**About this task:** Leaving the pictures aside, repeat the entries exactly.

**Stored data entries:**
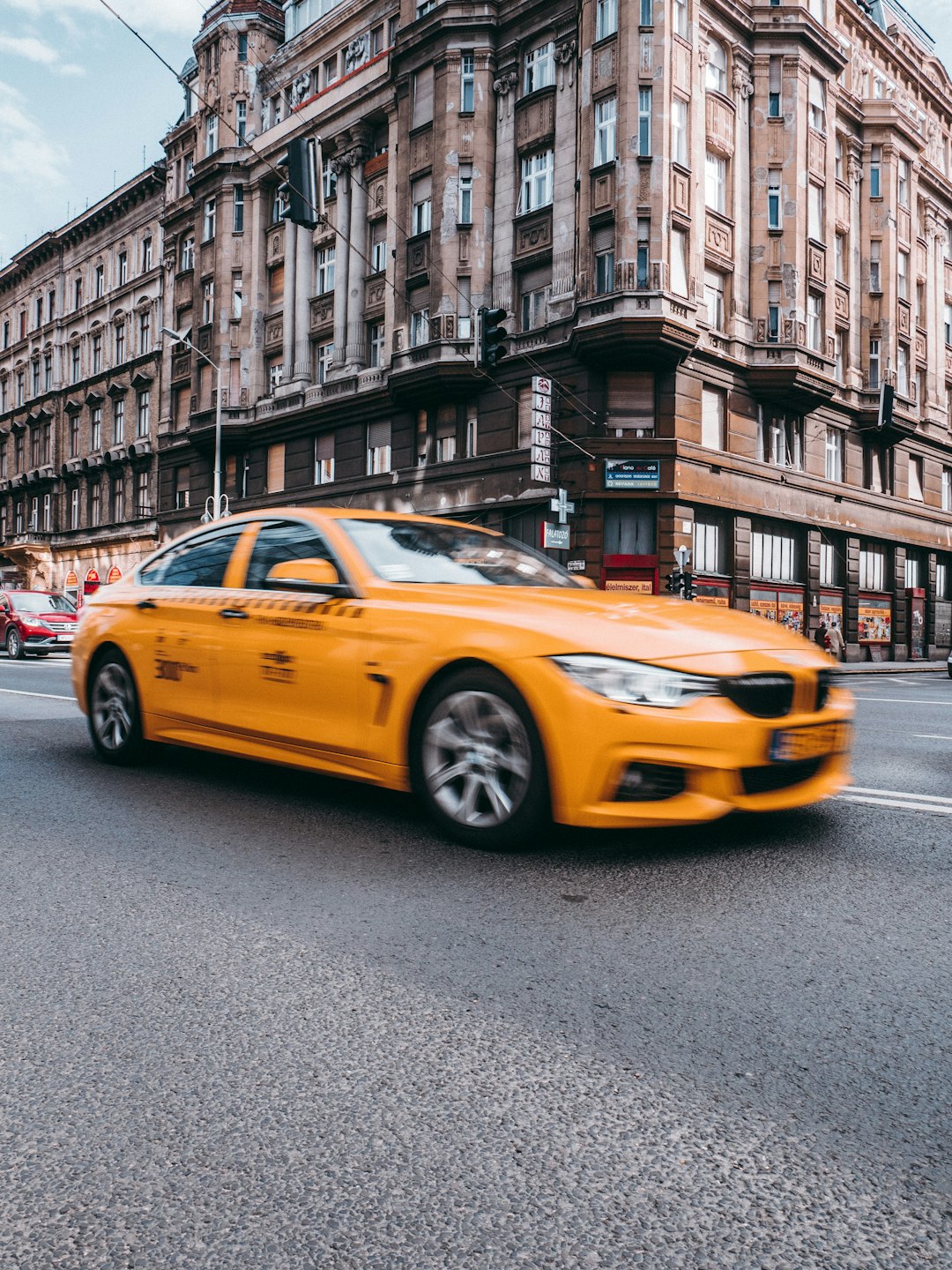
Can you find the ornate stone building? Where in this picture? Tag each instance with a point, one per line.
(79, 394)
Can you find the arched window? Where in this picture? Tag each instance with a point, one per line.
(716, 74)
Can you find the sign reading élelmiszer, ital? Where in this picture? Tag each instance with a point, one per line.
(632, 473)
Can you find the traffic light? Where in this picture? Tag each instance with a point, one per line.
(302, 190)
(492, 335)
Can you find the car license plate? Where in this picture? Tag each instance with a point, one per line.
(795, 744)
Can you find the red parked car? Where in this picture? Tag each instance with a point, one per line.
(36, 621)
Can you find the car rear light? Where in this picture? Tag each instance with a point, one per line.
(649, 782)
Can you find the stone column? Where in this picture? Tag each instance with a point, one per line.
(355, 349)
(342, 258)
(303, 283)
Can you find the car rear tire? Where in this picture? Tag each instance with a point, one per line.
(14, 646)
(115, 719)
(478, 762)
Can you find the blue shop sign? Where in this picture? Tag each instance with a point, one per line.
(632, 473)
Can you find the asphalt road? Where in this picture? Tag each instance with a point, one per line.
(251, 1019)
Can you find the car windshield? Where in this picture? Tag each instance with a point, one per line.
(447, 554)
(36, 602)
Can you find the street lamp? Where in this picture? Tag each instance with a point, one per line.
(217, 504)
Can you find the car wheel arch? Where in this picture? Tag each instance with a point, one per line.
(449, 671)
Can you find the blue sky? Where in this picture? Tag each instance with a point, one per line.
(83, 104)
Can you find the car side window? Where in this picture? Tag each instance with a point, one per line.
(196, 563)
(279, 542)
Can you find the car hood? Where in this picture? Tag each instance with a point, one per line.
(658, 629)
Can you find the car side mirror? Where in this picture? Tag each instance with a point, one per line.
(309, 574)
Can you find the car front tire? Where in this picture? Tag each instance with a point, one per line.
(115, 718)
(478, 762)
(14, 646)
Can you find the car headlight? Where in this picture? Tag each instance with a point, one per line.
(634, 683)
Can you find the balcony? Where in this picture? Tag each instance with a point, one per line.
(643, 329)
(788, 372)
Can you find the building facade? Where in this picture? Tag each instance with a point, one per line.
(723, 236)
(79, 395)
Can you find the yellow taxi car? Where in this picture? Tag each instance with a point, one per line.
(430, 655)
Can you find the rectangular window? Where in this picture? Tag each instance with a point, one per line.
(324, 459)
(607, 18)
(915, 478)
(714, 418)
(467, 84)
(834, 453)
(377, 449)
(775, 204)
(815, 215)
(775, 88)
(680, 131)
(814, 322)
(465, 193)
(375, 344)
(325, 270)
(818, 103)
(874, 172)
(423, 97)
(539, 68)
(715, 182)
(903, 183)
(643, 122)
(420, 197)
(714, 297)
(606, 116)
(680, 263)
(536, 190)
(143, 415)
(324, 362)
(903, 274)
(419, 326)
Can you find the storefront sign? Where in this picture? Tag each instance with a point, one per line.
(632, 473)
(716, 594)
(555, 536)
(874, 620)
(643, 586)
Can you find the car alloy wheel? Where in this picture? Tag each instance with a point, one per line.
(480, 765)
(115, 721)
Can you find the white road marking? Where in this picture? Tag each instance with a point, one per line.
(48, 696)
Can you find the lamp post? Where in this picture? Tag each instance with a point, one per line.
(217, 504)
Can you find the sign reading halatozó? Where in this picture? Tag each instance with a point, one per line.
(632, 473)
(541, 444)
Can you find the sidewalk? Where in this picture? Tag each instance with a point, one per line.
(890, 667)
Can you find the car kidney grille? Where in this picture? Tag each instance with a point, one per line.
(766, 696)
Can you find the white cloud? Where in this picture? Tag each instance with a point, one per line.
(176, 17)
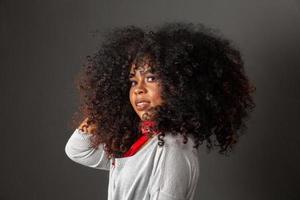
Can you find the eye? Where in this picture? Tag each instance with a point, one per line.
(132, 82)
(151, 78)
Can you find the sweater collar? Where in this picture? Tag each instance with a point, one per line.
(148, 127)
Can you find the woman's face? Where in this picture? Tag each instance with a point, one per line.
(145, 91)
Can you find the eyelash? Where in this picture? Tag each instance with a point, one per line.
(153, 77)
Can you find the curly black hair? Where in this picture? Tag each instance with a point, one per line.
(207, 93)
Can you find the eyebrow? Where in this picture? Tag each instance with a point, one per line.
(131, 75)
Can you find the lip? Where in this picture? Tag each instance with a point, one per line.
(142, 104)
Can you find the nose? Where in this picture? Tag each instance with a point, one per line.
(139, 89)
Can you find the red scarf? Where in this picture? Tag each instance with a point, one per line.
(148, 128)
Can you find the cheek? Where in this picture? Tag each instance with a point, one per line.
(131, 97)
(157, 95)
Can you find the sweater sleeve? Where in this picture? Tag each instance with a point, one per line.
(176, 174)
(79, 149)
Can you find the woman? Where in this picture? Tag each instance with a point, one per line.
(186, 86)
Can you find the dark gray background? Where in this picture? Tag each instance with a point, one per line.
(43, 45)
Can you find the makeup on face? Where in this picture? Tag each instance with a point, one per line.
(145, 93)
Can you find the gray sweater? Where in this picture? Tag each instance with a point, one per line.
(154, 173)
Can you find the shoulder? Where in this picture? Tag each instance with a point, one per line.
(175, 150)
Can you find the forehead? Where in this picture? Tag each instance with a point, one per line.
(146, 66)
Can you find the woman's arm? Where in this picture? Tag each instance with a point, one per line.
(80, 150)
(85, 127)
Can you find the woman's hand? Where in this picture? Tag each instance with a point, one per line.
(87, 128)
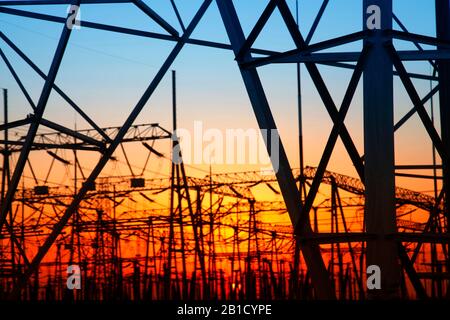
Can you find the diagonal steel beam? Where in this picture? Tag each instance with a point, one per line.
(56, 231)
(255, 90)
(32, 131)
(316, 21)
(122, 30)
(418, 105)
(54, 86)
(18, 81)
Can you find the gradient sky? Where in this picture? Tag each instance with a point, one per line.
(105, 73)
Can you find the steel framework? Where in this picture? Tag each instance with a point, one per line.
(375, 63)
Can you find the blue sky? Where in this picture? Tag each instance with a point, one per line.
(105, 73)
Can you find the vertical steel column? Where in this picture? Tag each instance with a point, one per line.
(379, 153)
(291, 196)
(107, 154)
(40, 108)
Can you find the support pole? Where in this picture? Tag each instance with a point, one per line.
(443, 33)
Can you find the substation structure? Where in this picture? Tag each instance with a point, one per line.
(215, 240)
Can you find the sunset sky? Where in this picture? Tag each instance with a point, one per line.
(106, 73)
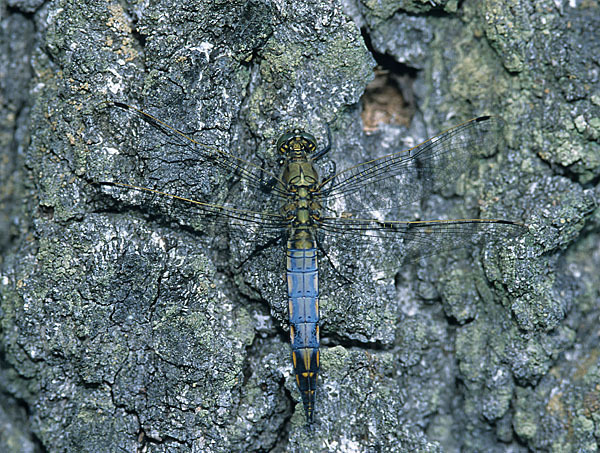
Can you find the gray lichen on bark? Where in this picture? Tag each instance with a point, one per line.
(125, 322)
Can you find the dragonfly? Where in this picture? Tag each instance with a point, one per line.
(308, 208)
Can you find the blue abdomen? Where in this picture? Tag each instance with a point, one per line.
(303, 299)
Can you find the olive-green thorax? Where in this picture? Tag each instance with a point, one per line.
(301, 181)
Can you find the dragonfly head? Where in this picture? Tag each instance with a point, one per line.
(296, 142)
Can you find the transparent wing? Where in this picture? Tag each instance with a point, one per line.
(413, 173)
(253, 175)
(412, 240)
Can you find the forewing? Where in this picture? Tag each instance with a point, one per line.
(413, 173)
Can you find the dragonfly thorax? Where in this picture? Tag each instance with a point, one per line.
(296, 144)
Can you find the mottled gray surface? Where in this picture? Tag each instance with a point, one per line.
(126, 325)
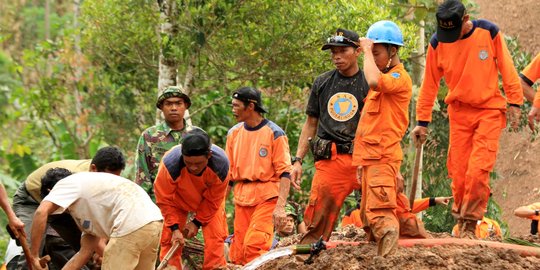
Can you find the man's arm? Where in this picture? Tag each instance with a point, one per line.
(16, 225)
(142, 172)
(279, 215)
(89, 243)
(525, 212)
(308, 131)
(39, 223)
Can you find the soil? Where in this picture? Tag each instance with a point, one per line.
(518, 177)
(441, 257)
(514, 18)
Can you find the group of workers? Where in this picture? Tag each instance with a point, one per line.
(82, 210)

**Task answer:**
Can you find the ornate stone building? Where in this picture? Tag each instance with a point, one per line.
(79, 394)
Can you find the arched window? Where in this picture? Tag each instance with a point, one per line.
(716, 74)
Can you find the sign reading élelmiszer, ital? Where in this picture? Tag each instance with a point, one per line.
(632, 473)
Can you find the traffic light? Where in this picture? Tag each instance with a point, one per line.
(302, 190)
(492, 335)
Can you find the car license plate? Where in this picture? Tag each instance with a point, one per line.
(795, 744)
Can you find the red parked car? Where in this picture? Tag each instance with a point, one per line.
(36, 621)
Can you find the car rear light? Where in this picture? Tag each instance with a point, one per line.
(649, 782)
Can you find the stone column? Where in this picture? Tag each instance with a point, one per line.
(355, 349)
(342, 258)
(303, 283)
Can you find the car rear tire? Where in this picture? Tag each instance with a point, one per line.
(14, 646)
(115, 719)
(478, 762)
Can you find the blue shop sign? Where in this picture? Tag each instance with a point, one per line.
(632, 473)
Can you find the asphalt road? Where in this picture? Tag each instance with a point, one per line.
(251, 1019)
Can you find the car windshield? Where in this picture? Tag each instance with a point, one per line.
(447, 554)
(36, 602)
Can you find the street lamp? Where in this picture? Tag each instance with a point, one per line.
(217, 504)
Can you find the car wheel arch? Where in this picture? Tag each instance with a point, one per line.
(449, 671)
Can you find the blue sky? Where in this picture? Tag each instance with a point, one per line.
(83, 104)
Can you find the car side window? Where in this picture? Tag each instance with a point, one per line.
(196, 563)
(279, 542)
Can you find the car hood? Where in this picture? Tag each instance with a point, one per line.
(658, 629)
Can you find the car side mirror? Where in this picture? Tag each instance with a point, one per line.
(309, 574)
Can you find the car front tire? Where in this picture? Tag each instance with a point, one per line.
(115, 718)
(478, 762)
(14, 646)
Can you find the car headlight? Where in this picture? Tag each instance with a point, one per line.
(634, 683)
Can you find the balcony? Where in this picture? Tag each instance with a point, one per line.
(643, 329)
(788, 372)
Can you find the building facade? Where in this picture? Tag each instance with a point, one per line.
(723, 236)
(79, 395)
Can you find the yellow taxi car? Where in this picture? Tag each instance with a point, one per line.
(430, 655)
Can you find the rectangular window? Where in this picture? Tag each instance with a point, one per line.
(324, 459)
(607, 18)
(915, 478)
(714, 418)
(467, 84)
(834, 453)
(377, 449)
(775, 204)
(815, 215)
(775, 88)
(680, 131)
(814, 322)
(465, 193)
(375, 344)
(325, 270)
(818, 103)
(874, 172)
(423, 97)
(539, 68)
(715, 182)
(903, 183)
(643, 122)
(420, 197)
(714, 297)
(606, 116)
(680, 263)
(536, 190)
(143, 415)
(324, 362)
(903, 274)
(419, 326)
Can you find the storefront sign? Where in this picture? Tag each instance with a point, one per line.
(632, 473)
(716, 594)
(555, 536)
(874, 620)
(643, 586)
Can you find the car alloy wheel? Where in this picture? Tag each instance with a point, one per line.
(480, 765)
(115, 721)
Can you find the white road marking? Where in this picture? Tag each instance with a point, one per line.
(48, 696)
Can you find the lamp post? Where in this picture? Tag each instance with a point, one per line.
(217, 504)
Can you find the sign reading halatozó? Where in this picture? Tag each instance with a point, one per line.
(632, 473)
(541, 444)
Can you find the sidewalk? Where in this picture? Tag each instance with a point, one per line.
(890, 667)
Can you find the car kidney grille? Where in this picture? Tag each instance with a point, one per line.
(766, 696)
Can you find the white cloud? Where in this picture? Tag each instance with a point, one per line.
(176, 17)
Can you find the eye? Where in this picture? Tag each instance with a point, one per line.
(132, 82)
(151, 78)
Can you find the sweater collar? Where in this picture? Tag each instance with a point, one per line.
(148, 127)
Can you find the woman's face? Where in this picture? Tag each instance with a point, one per line.
(145, 91)
Can you find the eyelash? Where in this picture? Tag each instance with a point, one per line.
(153, 77)
Can you find the curly black hair? Where in this picture? Tag each instance with a point, one per line.
(207, 93)
Can you find the eyebrow? Where in this picture? Tag each instance with a point, one per line.
(131, 75)
Can you find the lip? Where in this picture? Tag each instance with a point, one per line.
(142, 104)
Can you find the nose? Where in this picture? Tag each instance with a point, one per line.
(139, 89)
Can you find the red scarf? Where in this picture? Tag each instance with a point, one per line.
(148, 128)
Can you find the cheek? Where in this picture? Tag each instance with a point, one per line.
(131, 97)
(157, 95)
Can you find the sweater sleeve? Where in this picture? Tag each instance with a point, one per line.
(176, 174)
(79, 149)
Can you find the woman? Where in this picture? Tag each instance with a point, one per line.
(186, 86)
Can you find the dark gray background? Where in this picture? Tag each instance with a point, one per line.
(43, 45)
Can you find the makeup on face? Where in this picture? Tag each instance with a point, one per line.
(145, 93)
Can you find the gray sweater? Where in this picture? Tag each instance with a point, one per line.
(154, 173)
Can you find the shoulder? Where in this picture? Tag each instance with a point, one per line.
(175, 150)
Can you find the forehead? Where in this picture? Tag each instance with a point, one per line.
(146, 66)
Can you find the woman's arm? Where in this picture? Tag each instance with a point, one per line.
(80, 150)
(85, 127)
Can you find the woman's hand? Where in this picture? Tag each instance with a point, one per line.
(87, 128)
Can you find the diagonal steel beam? Where in this picture? Tag each instance with a point, one per line.
(56, 231)
(255, 90)
(32, 131)
(316, 21)
(122, 30)
(418, 105)
(54, 86)
(18, 81)
Can you find the gradient sky? Where in this picture? Tag each instance with a point, one per line.
(105, 73)
Can you find the steel framework? Where in this picture? Tag each instance with a point, one per line.
(375, 63)
Can you find the blue sky? Where in this picture? Tag each instance with a point, one per line.
(105, 73)
Can you find the vertical steel column? Where in this picture? Tag each instance with a point, one per line.
(379, 153)
(291, 196)
(107, 154)
(40, 108)
Can you find the support pole? Where in this picture? Tag each instance with a point, one per line.
(443, 33)
Can you find the substation structure? Where in this picture? Tag each instance with a point, one per line.
(215, 240)
Can you find the sunset sky? Where in this picture? Tag each instance with a point, one per line.
(106, 73)
Can you find the gray lichen on bark? Where in this picture? Tag each instance with a point, one per line.
(125, 322)
Can you find the dragonfly? Where in this picture? Tag each instance with a point, one per line.
(308, 208)
Can you find the blue abdomen? Where in this picture? Tag each instance with a point, one per line.
(303, 299)
Can you find the olive-green thorax? Where in this picture? Tag each instance with a point, one per line.
(301, 181)
Can you find the dragonfly head? Where in this picture? Tag each instance with a point, one per line.
(296, 142)
Can you find the transparent wing? Where in this picture? Tag each instance with a point, one per line.
(413, 173)
(253, 175)
(412, 240)
Can you find the forewing? Where in this picture? Tag each instance with a point, one per line.
(413, 173)
Can you find the dragonfly thorax? Where in this picture? Tag each instance with a point, one per line.
(296, 144)
Can you find the mottled gray surface? Where in this picture? Tag each instance with a point, one per line.
(126, 325)
Can you find the man's arm? Where in this picture? Tag each instance with a point, one per line.
(16, 225)
(142, 172)
(279, 215)
(89, 243)
(525, 212)
(308, 131)
(39, 223)
Can you find the soil? Where in this picture? Tag each instance with a point, one per line.
(518, 177)
(441, 257)
(514, 18)
Can you find the group of workers? Where in this picture? Tag each instance with a point, one per line.
(82, 210)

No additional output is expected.